## What the task asks
Only the lines from the one that contains "The rings of" through the last line of the data below should be duplicated, exactly and without pictures.

BEGIN Available data

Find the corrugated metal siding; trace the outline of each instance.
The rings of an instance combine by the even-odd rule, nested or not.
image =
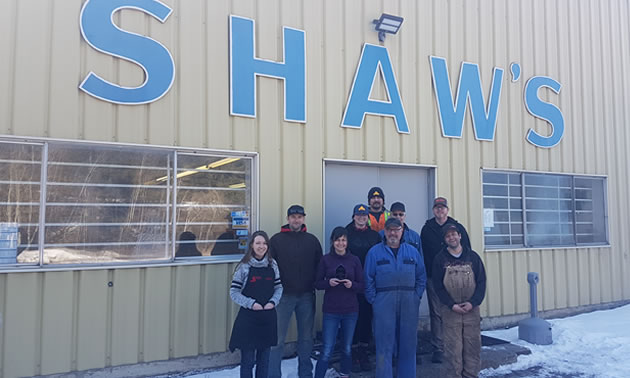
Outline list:
[[[2,376],[225,351],[237,313],[227,295],[234,268],[2,274]]]
[[[81,0],[10,0],[0,13],[0,134],[257,151],[261,227],[274,232],[302,203],[322,240],[322,158],[437,165],[437,188],[483,251],[481,168],[608,176],[611,247],[485,252],[484,316],[529,310],[528,271],[541,273],[539,308],[630,298],[628,148],[630,30],[622,0],[164,1],[165,24],[139,12],[115,16],[125,30],[167,46],[176,64],[171,91],[142,106],[119,106],[78,90],[89,71],[137,85],[141,70],[98,53],[78,29]],[[371,20],[405,18],[388,47],[411,128],[367,116],[339,127]],[[229,116],[228,15],[256,20],[258,57],[280,60],[282,26],[306,30],[307,119],[283,120],[280,80],[258,79],[257,118]],[[451,81],[462,61],[505,76],[494,142],[441,136],[429,56],[445,57]],[[510,81],[509,65],[522,77]],[[560,95],[566,131],[551,149],[525,140],[545,122],[523,104],[526,80],[547,75]],[[544,92],[544,91],[542,91]],[[373,94],[383,98],[382,86]],[[357,188],[363,191],[365,188]],[[224,351],[236,308],[227,297],[233,265],[0,275],[0,362],[4,377],[82,370]],[[114,282],[108,287],[109,281]]]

END Available data

## Result below
The rings of an instance combine by the even-odd rule, nested or not.
image =
Outline list:
[[[2,376],[225,351],[237,313],[227,295],[234,268],[2,274]]]
[[[81,0],[10,0],[0,13],[0,134],[257,151],[261,227],[274,232],[302,203],[322,240],[322,158],[437,165],[437,188],[483,251],[481,168],[608,176],[611,247],[485,252],[484,316],[529,310],[528,271],[541,273],[539,308],[630,298],[628,148],[630,30],[622,0],[164,1],[165,24],[139,12],[115,16],[125,30],[167,46],[176,64],[171,91],[142,106],[119,106],[78,90],[89,71],[137,85],[141,70],[98,53],[78,29]],[[371,20],[405,18],[388,47],[411,128],[367,116],[339,127]],[[229,116],[228,15],[256,20],[258,57],[280,60],[282,26],[306,30],[307,119],[283,120],[280,80],[258,79],[257,118]],[[451,81],[462,61],[505,76],[494,142],[441,136],[429,56],[445,57]],[[510,81],[509,65],[522,77]],[[560,95],[566,131],[551,149],[525,140],[545,122],[523,104],[526,80],[547,75]],[[544,92],[544,91],[542,91]],[[373,94],[383,98],[382,86]],[[357,188],[363,191],[365,188]],[[224,351],[236,308],[227,297],[233,265],[0,275],[0,362],[4,377],[82,370]],[[114,282],[108,287],[109,281]]]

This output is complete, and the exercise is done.